_Wyzwania:_
1. Który zawodnik według relacji z meczu Kaprinu Kraków zdobył bramkę kontaktową tuż przed przerwą?
2. Ile wierszy zestawienia zawiera ciąg „metal”? Wielkość liter ma znaczenie, a odpowiedzią ma być sama liczba.

_Dostarczony tekst:_
══════════

Kaprin Kraków

Kaprin Kraków

Data:

20-10-2016 / 00:00

6 - 6

Sędzia:

-

Video:

Bezsilność faworyta

Gracze Kaprinu Kraków do ligowych słabeuszy nie należą, ale większość stawiała, że zespół ten będzie musiał w czwartkowy wieczór ulec wyżej notowanemu przeciwnikowi. Rywalizacja pokazała, że owszem - kłopoty miał, ale faworyzowany GS TIFF. Rozważna, konsekwentna gra tych pierwszych po 20 minutach dała im wysokie prowadzenie 3:0.

Siła faworyta

Trzeci stracony (za sprawą Tomasza Furmanka) gol był ostatnim dzwonkiem dla TIFF. I jak się okazało był to sygnał skutecznie budzący z letargu. Michał Mondorowicz wreszcie zmazał "zero" po stronie zdobyczy, a tuż przed przerwą kontakt dał Igor Lobanow. Ekipa ta nie zwalniała po zmianie stron i w 34 minucie, po piątym kolejnym trafieniu do przeciwnej bramki wynik brzmiał 3:5.

══════════

_Dane do ćwiczenia:_
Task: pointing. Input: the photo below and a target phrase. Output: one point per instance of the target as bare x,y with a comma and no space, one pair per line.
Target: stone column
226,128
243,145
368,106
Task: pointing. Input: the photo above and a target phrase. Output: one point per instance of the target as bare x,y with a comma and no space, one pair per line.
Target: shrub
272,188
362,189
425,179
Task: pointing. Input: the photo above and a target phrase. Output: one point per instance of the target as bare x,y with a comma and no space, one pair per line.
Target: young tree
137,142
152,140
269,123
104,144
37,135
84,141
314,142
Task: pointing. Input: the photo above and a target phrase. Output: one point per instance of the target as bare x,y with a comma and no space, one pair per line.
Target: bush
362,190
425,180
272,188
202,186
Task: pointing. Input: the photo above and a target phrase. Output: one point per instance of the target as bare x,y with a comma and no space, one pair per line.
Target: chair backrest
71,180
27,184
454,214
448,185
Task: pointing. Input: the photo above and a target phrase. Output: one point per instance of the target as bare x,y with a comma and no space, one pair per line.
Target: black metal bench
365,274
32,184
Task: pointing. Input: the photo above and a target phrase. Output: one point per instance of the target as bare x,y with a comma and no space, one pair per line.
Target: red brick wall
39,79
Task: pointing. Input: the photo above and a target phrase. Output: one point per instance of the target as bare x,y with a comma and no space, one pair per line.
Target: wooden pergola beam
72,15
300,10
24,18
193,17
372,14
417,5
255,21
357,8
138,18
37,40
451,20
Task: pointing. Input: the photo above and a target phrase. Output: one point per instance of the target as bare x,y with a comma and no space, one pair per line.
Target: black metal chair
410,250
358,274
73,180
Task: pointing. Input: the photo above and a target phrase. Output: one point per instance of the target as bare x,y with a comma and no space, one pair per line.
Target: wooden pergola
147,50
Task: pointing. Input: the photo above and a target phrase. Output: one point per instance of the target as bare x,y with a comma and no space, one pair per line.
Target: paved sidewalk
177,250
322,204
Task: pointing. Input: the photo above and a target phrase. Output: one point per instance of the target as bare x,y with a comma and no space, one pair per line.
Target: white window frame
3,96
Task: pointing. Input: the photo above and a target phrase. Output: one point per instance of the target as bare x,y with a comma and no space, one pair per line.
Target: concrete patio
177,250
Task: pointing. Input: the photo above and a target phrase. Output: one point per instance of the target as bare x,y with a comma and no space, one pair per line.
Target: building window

══════════

_Rozwiązania po kolei:_
1. Igor Lobanow.

2. 2